Point annotation records
++++++++
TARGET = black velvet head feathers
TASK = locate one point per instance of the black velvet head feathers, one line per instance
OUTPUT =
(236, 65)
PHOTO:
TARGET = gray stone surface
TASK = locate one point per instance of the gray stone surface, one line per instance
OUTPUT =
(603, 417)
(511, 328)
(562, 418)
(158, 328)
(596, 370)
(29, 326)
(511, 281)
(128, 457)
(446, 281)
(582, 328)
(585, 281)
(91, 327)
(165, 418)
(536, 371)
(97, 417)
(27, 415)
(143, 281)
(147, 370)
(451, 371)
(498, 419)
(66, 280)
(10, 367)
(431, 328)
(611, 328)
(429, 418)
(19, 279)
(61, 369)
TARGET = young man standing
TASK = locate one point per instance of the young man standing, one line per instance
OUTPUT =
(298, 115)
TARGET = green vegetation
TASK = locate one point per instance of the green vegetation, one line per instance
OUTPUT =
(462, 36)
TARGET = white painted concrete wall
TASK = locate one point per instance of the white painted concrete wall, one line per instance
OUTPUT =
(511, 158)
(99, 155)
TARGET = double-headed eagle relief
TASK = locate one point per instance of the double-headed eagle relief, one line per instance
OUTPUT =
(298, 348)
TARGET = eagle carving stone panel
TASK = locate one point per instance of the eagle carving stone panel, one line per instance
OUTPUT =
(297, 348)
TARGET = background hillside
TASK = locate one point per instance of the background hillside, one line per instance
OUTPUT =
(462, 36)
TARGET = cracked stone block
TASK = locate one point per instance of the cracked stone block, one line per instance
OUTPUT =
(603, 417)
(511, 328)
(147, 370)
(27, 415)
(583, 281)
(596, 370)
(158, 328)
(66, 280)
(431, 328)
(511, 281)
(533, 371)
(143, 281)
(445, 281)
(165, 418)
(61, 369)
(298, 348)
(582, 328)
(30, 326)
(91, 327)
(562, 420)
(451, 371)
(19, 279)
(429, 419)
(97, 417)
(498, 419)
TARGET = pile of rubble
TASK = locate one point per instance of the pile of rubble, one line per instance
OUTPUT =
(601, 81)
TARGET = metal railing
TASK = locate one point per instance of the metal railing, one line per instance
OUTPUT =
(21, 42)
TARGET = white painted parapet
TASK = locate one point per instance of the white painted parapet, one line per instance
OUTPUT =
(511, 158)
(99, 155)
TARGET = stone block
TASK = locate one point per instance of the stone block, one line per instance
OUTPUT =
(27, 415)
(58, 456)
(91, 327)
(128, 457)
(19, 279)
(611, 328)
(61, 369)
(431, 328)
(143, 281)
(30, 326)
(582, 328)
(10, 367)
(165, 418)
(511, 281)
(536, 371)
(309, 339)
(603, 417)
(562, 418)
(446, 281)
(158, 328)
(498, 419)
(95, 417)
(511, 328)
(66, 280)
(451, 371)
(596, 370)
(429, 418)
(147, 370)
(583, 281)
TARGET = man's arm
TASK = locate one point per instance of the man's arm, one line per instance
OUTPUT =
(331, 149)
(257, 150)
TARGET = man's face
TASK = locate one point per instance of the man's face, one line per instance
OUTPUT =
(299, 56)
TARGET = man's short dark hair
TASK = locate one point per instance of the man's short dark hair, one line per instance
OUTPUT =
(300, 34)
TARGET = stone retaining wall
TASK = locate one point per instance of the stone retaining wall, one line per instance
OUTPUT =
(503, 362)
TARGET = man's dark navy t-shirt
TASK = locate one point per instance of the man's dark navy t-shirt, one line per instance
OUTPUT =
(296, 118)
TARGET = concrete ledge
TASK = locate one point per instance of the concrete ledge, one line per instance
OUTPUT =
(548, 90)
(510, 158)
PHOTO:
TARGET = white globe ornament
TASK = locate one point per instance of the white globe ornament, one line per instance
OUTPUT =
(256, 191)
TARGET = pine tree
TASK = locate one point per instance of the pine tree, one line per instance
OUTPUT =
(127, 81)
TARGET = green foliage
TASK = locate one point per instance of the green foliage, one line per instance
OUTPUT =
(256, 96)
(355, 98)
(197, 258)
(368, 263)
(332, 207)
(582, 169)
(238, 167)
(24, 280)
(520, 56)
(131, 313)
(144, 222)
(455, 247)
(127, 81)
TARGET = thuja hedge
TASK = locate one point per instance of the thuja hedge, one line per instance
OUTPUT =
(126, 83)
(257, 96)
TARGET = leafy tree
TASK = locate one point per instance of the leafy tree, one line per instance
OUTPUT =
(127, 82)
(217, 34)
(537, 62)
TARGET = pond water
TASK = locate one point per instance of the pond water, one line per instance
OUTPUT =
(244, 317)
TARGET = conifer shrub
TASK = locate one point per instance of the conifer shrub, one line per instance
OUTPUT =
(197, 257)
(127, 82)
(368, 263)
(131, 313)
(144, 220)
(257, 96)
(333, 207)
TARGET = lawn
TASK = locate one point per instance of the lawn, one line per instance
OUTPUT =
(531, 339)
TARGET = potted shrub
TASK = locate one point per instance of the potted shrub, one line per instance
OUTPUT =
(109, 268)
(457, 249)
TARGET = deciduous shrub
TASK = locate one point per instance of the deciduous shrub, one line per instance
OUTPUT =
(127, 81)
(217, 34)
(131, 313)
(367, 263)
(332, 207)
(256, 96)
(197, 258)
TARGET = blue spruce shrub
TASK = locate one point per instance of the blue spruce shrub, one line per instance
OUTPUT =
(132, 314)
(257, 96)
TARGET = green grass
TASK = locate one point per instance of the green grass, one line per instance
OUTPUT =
++++++++
Return the whole listing exactly, with every line included.

TARGET = black velvet head feathers
TASK = locate one point per instance of the black velvet head feathers, one line per instance
OUTPUT =
(236, 65)
PHOTO:
TARGET = gray stone surface
TASK = locate one point per instance of the gray stone surface, one line per instance
OUTPUT =
(603, 417)
(511, 328)
(562, 418)
(158, 328)
(596, 370)
(29, 326)
(511, 281)
(128, 457)
(446, 281)
(582, 328)
(585, 281)
(91, 327)
(165, 418)
(536, 371)
(97, 417)
(27, 415)
(143, 281)
(147, 370)
(451, 371)
(498, 419)
(66, 280)
(10, 367)
(431, 328)
(611, 328)
(429, 418)
(19, 279)
(61, 369)
TARGET = young man standing
TASK = locate one point per instance of the young man standing, one line per instance
OUTPUT =
(298, 115)
TARGET = green vegetation
TASK = locate one point per instance of the green vegetation, one line per instance
OUTPUT =
(462, 36)
TARGET = white painted concrete wall
TASK = locate one point per instance of the white painted concrete wall, one line per instance
OUTPUT =
(511, 158)
(99, 155)
TARGET = double-headed eagle relief
TASK = locate one point per instance of the double-headed eagle relief, one line per instance
OUTPUT =
(298, 348)
TARGET = eagle carving stone panel
TASK = locate one point per instance of the eagle carving stone panel, one line per instance
OUTPUT =
(297, 348)
TARGET = background hillside
TASK = locate one point per instance of the background hillside, one line per instance
OUTPUT =
(462, 36)
TARGET = cracked stone block
TASK = locate one point per instance of the cracked stone block, one line per instance
OUTPUT =
(603, 417)
(511, 328)
(147, 370)
(27, 415)
(583, 281)
(596, 370)
(158, 328)
(66, 280)
(431, 328)
(511, 281)
(533, 371)
(143, 281)
(445, 281)
(165, 418)
(61, 369)
(298, 348)
(582, 328)
(30, 326)
(91, 327)
(562, 420)
(451, 371)
(19, 279)
(429, 419)
(97, 417)
(498, 419)
TARGET = pile of rubble
TASK = locate one point per instance of the pile of rubble, one line per instance
OUTPUT =
(601, 81)
TARGET = metal railing
TASK = locate one point per instance of the metal railing, one line per instance
OUTPUT =
(21, 42)
TARGET = white painted parapet
TASK = locate one point per instance of the white painted parapet, one line per instance
OUTPUT =
(511, 158)
(99, 155)
TARGET = stone block
TASK = locate one point per instance of the stone block, one line per instance
OUTPUT =
(27, 415)
(58, 456)
(91, 327)
(128, 457)
(19, 279)
(611, 328)
(61, 369)
(431, 328)
(143, 281)
(30, 326)
(582, 328)
(10, 367)
(165, 418)
(511, 281)
(536, 371)
(309, 339)
(603, 417)
(562, 418)
(446, 281)
(158, 328)
(498, 419)
(95, 417)
(511, 328)
(66, 280)
(451, 371)
(596, 370)
(429, 418)
(147, 370)
(583, 281)
TARGET = man's arm
TASK = locate one point per instance of the man's arm, one line per instance
OUTPUT =
(331, 149)
(257, 150)
TARGET = man's face
TASK = locate one point per instance of the man's face, one line per instance
OUTPUT =
(299, 56)
TARGET = man's short dark hair
TASK = locate one point per instance of the man's short dark hair, one line per instance
OUTPUT =
(300, 34)
TARGET = stone retaining wall
TASK = locate one point per instance of the stone retaining wall, one line per instance
OUTPUT =
(503, 362)
TARGET = man's dark navy t-shirt
TASK = locate one point per instance of the man's dark navy t-shirt, one line per instance
OUTPUT =
(296, 118)
TARGET = concrete ledge
TASK = locate one point per instance of the concrete ledge, one line per instance
OUTPUT =
(548, 90)
(510, 158)
PHOTO:
TARGET = white globe ornament
TASK = locate one point per instance of the white globe ornament, one line per instance
OUTPUT =
(256, 191)
TARGET = pine tree
TASK = locate one point per instance of the pine tree, one line per instance
OUTPUT =
(127, 81)
TARGET = green foliage
TASK = locate one point per instance of the green foliage, one line per instance
OUTPUT =
(256, 96)
(355, 98)
(197, 258)
(368, 263)
(332, 207)
(582, 169)
(238, 167)
(24, 280)
(520, 56)
(131, 313)
(144, 222)
(455, 247)
(127, 81)
TARGET = thuja hedge
TASK = locate one point per instance of the thuja hedge, one line per instance
OUTPUT =
(126, 83)
(257, 96)
TARGET = leafy tree
TASK = locate one point per instance of the leafy tree, one line per instance
OUTPUT =
(127, 82)
(217, 34)
(537, 62)
TARGET = pond water
TASK = locate one point per instance of the pond water, one line per instance
OUTPUT =
(244, 317)
TARGET = conifer shrub
TASK = locate one point per instance of the conifer shrub, one line per instance
OUTPUT =
(197, 257)
(127, 82)
(368, 263)
(131, 313)
(144, 220)
(257, 96)
(333, 207)
TARGET = lawn
TASK = locate one point per instance of the lawn, one line per instance
OUTPUT =
(531, 339)
TARGET = potted shrub
TASK = locate one point per instance of the potted shrub, one line per instance
OUTPUT =
(109, 268)
(457, 249)
TARGET = deciduous shrub
TASK = locate one point per instance of the deciduous shrub, one line per instance
OUTPUT =
(127, 81)
(217, 34)
(131, 313)
(367, 263)
(332, 207)
(256, 96)
(197, 258)
TARGET = blue spruce shrub
TASK = locate one point per instance of the blue spruce shrub, one line per instance
OUTPUT =
(132, 314)
(257, 96)
TARGET = green grass
TASK = locate one point per instance of the green grass, one line per instance
OUTPUT =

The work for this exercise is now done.